■ Work instructions
Will you output all of the data below exactly, omitting the images?

■ Provided information
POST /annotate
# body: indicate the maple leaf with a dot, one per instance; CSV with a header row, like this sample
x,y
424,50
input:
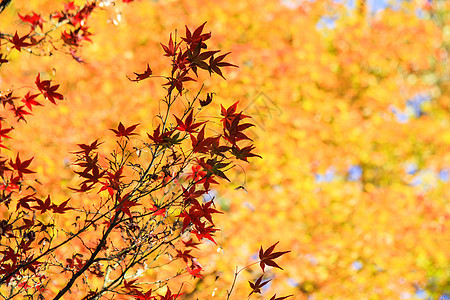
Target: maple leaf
x,y
280,298
216,63
244,153
3,60
267,257
29,101
87,149
257,285
125,204
7,99
4,132
130,286
191,243
20,113
169,295
23,202
208,100
147,73
193,39
158,211
140,295
43,206
201,232
35,20
171,48
47,90
21,166
184,255
159,138
125,132
195,272
60,209
187,125
19,42
70,6
178,82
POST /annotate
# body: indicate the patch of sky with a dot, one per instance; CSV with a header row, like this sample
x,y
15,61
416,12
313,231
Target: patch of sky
x,y
328,176
357,265
292,282
421,294
414,108
354,173
411,168
444,175
210,195
425,178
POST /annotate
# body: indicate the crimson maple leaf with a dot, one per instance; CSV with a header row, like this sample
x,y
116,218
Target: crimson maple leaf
x,y
171,48
3,60
87,149
195,272
257,285
147,73
196,37
169,295
178,81
34,20
48,91
43,206
60,209
4,132
29,100
244,153
188,126
19,42
207,101
140,295
267,257
125,205
20,113
125,132
280,298
216,63
21,166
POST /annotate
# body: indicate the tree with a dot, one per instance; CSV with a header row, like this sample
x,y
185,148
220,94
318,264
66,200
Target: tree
x,y
148,206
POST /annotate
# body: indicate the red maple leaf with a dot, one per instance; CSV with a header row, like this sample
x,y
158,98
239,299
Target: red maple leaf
x,y
20,113
125,132
208,100
178,81
29,101
125,205
21,166
188,124
171,48
243,153
19,42
169,295
47,90
257,285
267,257
60,209
34,20
196,37
147,73
280,298
216,63
195,272
3,60
43,206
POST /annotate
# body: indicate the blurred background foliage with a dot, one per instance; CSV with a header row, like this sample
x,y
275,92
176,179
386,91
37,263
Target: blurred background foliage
x,y
352,106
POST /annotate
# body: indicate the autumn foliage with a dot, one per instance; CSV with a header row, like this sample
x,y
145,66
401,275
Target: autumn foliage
x,y
347,103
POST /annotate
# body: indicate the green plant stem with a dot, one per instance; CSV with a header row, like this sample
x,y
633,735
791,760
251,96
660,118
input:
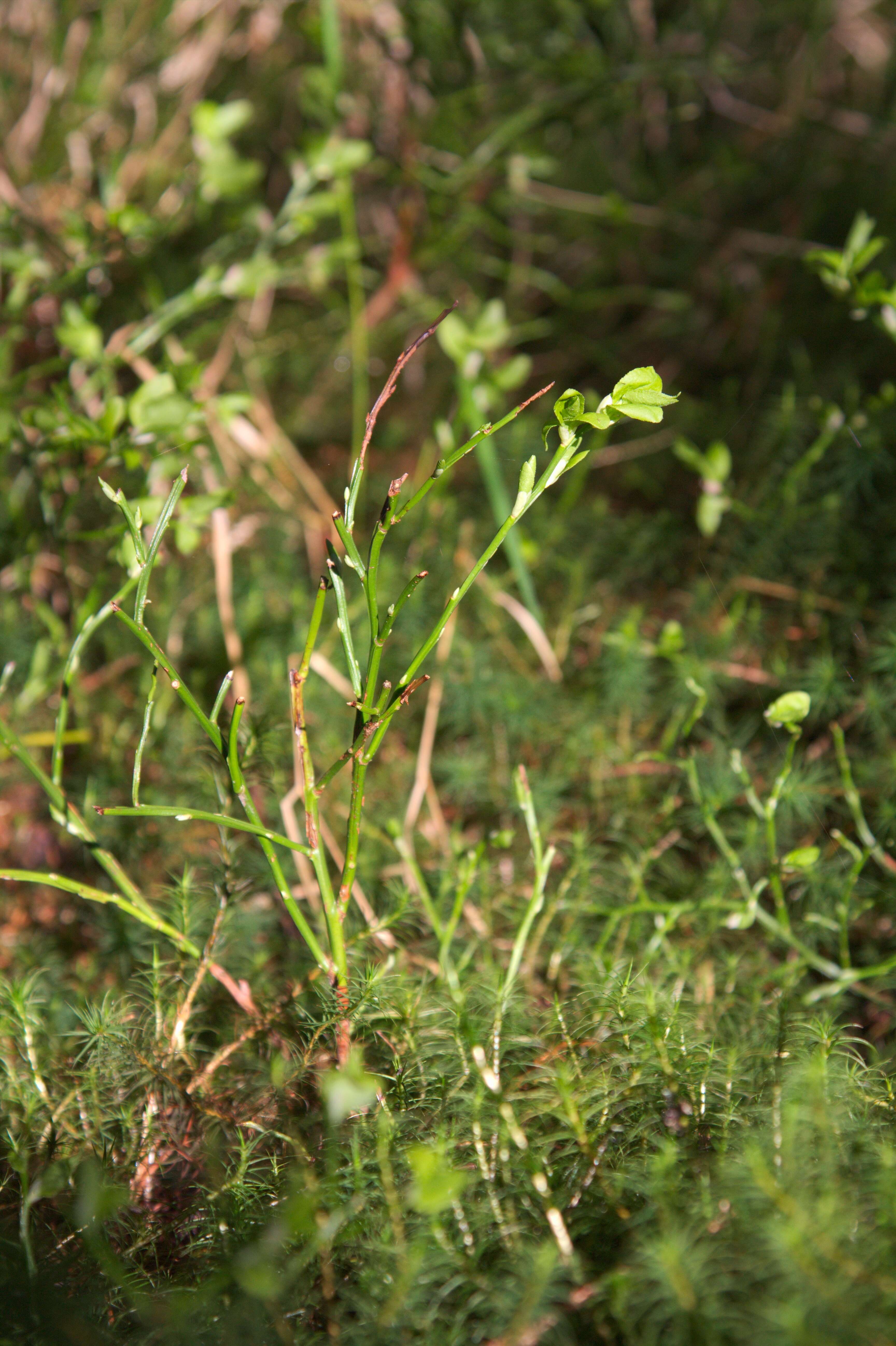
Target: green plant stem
x,y
185,813
501,502
379,643
353,555
855,803
771,832
84,890
353,834
267,846
718,835
298,679
72,665
344,624
498,497
144,735
177,683
432,640
65,813
455,456
223,692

■ Exercise output
POST /annotate
# body: indicate the maple leaf with a dot, one per instance; CSV with a header row, like this sample
x,y
424,50
input:
Target: maple leaf
x,y
280,298
216,63
244,153
3,60
267,257
29,101
87,149
257,285
125,204
7,99
4,132
130,286
191,243
20,113
169,295
23,202
208,100
147,73
193,39
158,211
140,295
43,206
201,232
35,20
171,48
47,90
21,166
184,255
159,138
125,132
195,272
60,209
187,125
19,42
70,6
178,82
POST /annotate
# body: indicate the patch of sky with a dot, one per instance; CSV with a header row, like this sample
x,y
15,61
416,12
313,231
Target: patch of sky
x,y
328,176
357,265
292,282
421,294
414,108
354,173
411,168
444,175
210,195
425,178
POST /annotate
# body: indicate the crimson maple leaf with a dot, one per instance; CSV with a header row, like this sample
x,y
116,218
Target: crimson maple leaf
x,y
171,48
3,60
87,149
195,272
257,285
147,73
196,37
169,295
178,81
34,20
48,91
43,206
60,209
4,132
29,100
244,153
188,126
19,42
207,101
140,295
267,257
125,205
20,113
125,132
280,298
216,63
21,166
POST /annotate
# body: indicate the tree with a dot, one per instance; CSV with a header row, like this sample
x,y
185,148
220,94
318,264
66,200
Target: tree
x,y
148,206
POST /annotate
# body: indicate the red maple leaf with a dot, one per instance; CSV with a header row, like this sample
x,y
158,98
239,299
Target: red maple leaf
x,y
20,113
125,132
208,100
178,81
29,101
125,205
21,166
188,124
171,48
243,153
19,42
169,295
47,90
257,285
267,257
60,209
34,20
196,37
147,73
280,298
216,63
195,272
3,60
43,206
POST /annotate
# body: indicate the blurred background foliage with a dot, one per instance; CSV with a header row, like this sample
x,y
275,92
176,179
386,91
37,263
Target: blurred background foliage
x,y
352,106
POST /annotate
# body: indicate the autumn foliage with a dot, one per instance; CSV with a header row, like this sample
x,y
145,66
401,275
Target: autumn foliage
x,y
347,103
POST /annotate
# body: indicate the green plant stem with a dot, one per instance; CSV with a header row, like this sample
x,y
633,735
791,760
251,96
660,118
input:
Target: green plant stem
x,y
185,813
501,502
379,643
353,555
855,803
771,832
84,890
353,834
267,846
718,835
298,679
72,665
344,624
498,497
144,735
177,683
432,640
65,813
455,456
223,692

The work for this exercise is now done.